** Begin INPUT ROWS **

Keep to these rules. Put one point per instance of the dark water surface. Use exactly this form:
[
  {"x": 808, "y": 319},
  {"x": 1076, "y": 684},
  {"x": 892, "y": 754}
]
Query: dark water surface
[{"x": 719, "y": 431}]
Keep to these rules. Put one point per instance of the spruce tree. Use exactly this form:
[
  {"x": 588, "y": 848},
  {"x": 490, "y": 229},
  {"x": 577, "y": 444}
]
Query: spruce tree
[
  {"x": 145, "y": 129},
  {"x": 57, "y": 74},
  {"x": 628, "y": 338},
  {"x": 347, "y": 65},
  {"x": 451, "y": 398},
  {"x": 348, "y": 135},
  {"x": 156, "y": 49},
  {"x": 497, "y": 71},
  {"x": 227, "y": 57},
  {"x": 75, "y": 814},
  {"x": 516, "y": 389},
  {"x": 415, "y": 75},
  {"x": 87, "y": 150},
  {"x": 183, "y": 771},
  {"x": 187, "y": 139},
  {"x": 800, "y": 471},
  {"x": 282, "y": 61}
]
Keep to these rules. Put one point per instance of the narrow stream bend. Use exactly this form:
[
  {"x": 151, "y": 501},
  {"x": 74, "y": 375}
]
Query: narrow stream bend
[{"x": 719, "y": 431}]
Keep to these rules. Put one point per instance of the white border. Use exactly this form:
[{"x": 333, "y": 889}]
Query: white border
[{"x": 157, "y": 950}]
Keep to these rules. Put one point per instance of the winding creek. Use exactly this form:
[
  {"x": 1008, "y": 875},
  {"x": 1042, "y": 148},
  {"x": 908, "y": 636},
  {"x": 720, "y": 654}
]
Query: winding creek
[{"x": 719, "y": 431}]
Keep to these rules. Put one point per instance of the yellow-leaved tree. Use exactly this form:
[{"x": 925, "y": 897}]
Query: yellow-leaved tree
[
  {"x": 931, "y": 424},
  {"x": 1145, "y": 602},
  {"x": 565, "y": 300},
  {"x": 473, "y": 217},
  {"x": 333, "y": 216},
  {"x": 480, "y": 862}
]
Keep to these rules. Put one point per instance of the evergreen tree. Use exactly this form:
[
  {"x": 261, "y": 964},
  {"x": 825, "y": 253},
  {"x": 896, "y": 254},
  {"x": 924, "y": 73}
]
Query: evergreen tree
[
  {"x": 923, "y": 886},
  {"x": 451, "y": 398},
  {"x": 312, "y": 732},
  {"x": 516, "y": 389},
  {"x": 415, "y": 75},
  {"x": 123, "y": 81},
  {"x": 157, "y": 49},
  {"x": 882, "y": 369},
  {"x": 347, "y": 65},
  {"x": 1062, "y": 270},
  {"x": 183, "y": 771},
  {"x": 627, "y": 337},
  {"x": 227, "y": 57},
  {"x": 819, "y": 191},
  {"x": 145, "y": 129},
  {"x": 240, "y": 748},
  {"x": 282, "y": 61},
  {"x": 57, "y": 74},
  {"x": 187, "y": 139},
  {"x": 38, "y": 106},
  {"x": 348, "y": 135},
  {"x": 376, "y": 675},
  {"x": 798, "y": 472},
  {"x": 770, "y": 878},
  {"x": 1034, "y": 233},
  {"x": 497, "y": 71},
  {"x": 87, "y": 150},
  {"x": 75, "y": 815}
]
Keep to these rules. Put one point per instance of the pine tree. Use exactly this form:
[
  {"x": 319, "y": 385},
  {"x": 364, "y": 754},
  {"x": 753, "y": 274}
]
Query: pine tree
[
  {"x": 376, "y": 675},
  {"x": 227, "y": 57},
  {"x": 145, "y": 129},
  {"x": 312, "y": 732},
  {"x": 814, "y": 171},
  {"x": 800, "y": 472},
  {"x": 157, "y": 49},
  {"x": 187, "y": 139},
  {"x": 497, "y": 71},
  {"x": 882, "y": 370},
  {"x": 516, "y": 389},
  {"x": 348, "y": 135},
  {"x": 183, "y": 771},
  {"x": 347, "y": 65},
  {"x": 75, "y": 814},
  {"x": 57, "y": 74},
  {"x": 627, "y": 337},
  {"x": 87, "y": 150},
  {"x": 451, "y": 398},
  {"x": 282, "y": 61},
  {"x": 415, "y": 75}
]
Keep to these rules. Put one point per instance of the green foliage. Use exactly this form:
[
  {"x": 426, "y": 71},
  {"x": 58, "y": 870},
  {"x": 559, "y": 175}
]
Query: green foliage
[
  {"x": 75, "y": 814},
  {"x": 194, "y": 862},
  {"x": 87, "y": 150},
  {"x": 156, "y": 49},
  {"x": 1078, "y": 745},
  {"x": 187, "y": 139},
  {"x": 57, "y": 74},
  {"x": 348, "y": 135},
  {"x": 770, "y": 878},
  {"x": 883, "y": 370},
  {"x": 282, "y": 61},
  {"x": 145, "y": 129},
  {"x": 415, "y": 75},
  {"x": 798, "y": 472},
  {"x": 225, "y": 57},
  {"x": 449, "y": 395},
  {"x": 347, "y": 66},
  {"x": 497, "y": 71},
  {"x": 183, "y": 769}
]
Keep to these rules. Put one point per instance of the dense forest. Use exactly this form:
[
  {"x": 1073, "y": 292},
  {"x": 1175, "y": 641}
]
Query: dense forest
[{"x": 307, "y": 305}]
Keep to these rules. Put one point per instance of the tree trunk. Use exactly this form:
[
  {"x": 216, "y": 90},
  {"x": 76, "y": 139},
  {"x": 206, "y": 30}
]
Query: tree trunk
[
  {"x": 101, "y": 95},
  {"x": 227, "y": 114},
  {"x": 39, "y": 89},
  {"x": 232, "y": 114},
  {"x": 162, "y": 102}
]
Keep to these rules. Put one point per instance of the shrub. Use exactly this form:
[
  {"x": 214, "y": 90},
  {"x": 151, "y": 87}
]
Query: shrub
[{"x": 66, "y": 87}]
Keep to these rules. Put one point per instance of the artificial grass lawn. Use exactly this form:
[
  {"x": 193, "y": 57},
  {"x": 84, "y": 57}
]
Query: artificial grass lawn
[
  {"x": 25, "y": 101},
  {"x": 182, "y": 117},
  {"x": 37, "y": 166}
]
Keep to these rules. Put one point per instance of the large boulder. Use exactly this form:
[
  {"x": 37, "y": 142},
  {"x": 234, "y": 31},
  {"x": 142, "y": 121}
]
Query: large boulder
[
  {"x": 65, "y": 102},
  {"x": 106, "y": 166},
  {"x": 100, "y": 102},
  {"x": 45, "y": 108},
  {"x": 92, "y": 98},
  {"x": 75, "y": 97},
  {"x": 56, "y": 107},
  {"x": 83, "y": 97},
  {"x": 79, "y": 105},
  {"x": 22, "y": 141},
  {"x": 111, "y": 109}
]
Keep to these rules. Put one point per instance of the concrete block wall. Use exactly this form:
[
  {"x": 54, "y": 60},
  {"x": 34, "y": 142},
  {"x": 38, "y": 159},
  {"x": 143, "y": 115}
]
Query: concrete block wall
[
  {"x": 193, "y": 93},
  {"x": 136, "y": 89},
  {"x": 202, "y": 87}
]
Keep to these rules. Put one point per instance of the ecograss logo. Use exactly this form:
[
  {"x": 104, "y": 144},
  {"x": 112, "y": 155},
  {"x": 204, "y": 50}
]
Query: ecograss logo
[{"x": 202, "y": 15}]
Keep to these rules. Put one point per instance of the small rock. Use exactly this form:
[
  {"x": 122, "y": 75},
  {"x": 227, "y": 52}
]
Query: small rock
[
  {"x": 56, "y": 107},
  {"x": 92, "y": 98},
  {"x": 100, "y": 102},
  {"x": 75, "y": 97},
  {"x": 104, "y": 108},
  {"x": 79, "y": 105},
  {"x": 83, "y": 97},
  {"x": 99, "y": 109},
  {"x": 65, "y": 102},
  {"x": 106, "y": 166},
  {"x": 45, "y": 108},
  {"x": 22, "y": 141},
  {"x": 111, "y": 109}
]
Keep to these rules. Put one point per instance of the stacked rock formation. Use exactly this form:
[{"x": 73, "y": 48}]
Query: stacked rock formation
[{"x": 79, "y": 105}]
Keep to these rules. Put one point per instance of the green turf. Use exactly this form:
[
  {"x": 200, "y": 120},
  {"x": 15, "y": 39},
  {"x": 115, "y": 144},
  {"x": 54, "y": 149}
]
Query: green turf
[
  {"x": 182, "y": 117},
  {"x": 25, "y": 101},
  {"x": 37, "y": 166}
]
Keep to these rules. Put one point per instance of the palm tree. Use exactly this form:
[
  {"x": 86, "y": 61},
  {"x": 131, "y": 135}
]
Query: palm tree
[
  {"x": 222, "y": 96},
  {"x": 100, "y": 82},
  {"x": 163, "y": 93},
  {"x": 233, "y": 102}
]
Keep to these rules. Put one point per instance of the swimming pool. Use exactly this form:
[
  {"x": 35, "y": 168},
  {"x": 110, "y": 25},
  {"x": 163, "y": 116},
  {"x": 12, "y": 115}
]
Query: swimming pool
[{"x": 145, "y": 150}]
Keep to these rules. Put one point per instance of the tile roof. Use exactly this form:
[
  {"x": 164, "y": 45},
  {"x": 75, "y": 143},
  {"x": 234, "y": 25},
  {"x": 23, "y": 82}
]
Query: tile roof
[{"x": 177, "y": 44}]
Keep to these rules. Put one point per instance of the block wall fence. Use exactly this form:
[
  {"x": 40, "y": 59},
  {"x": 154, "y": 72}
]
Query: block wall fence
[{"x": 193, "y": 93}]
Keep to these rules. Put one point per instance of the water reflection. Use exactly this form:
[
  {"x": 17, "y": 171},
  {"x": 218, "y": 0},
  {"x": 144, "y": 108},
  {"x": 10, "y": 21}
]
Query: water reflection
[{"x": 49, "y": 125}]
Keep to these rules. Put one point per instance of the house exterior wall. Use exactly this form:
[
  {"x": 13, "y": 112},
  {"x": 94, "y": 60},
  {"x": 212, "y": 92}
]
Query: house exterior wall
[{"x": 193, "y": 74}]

** End INPUT ROWS **

Find the line containing "of the tile". Reproduce it exactly, along with every line after it through the last.

- RESPONSE:
Keep to these rules. Put one point per instance of the tile roof. Use exactly this form:
[
  {"x": 164, "y": 45},
  {"x": 75, "y": 143},
  {"x": 234, "y": 25},
  {"x": 23, "y": 82}
]
Query: tile roof
[{"x": 177, "y": 44}]
Keep to these rules. Put one point per instance of the block wall fence. Use exactly this form:
[
  {"x": 40, "y": 59},
  {"x": 154, "y": 72}
]
Query: block wall fence
[{"x": 193, "y": 93}]
Keep to these rules. Put one point per instance of the water reflection. Use exactly this form:
[
  {"x": 17, "y": 171},
  {"x": 218, "y": 0},
  {"x": 144, "y": 108},
  {"x": 10, "y": 21}
]
Query: water reflection
[{"x": 49, "y": 125}]
Keep to these rules. Put one point per instance of the house exterior wall. Use exactly this form:
[
  {"x": 13, "y": 112},
  {"x": 94, "y": 60},
  {"x": 212, "y": 92}
]
Query: house exterior wall
[{"x": 193, "y": 74}]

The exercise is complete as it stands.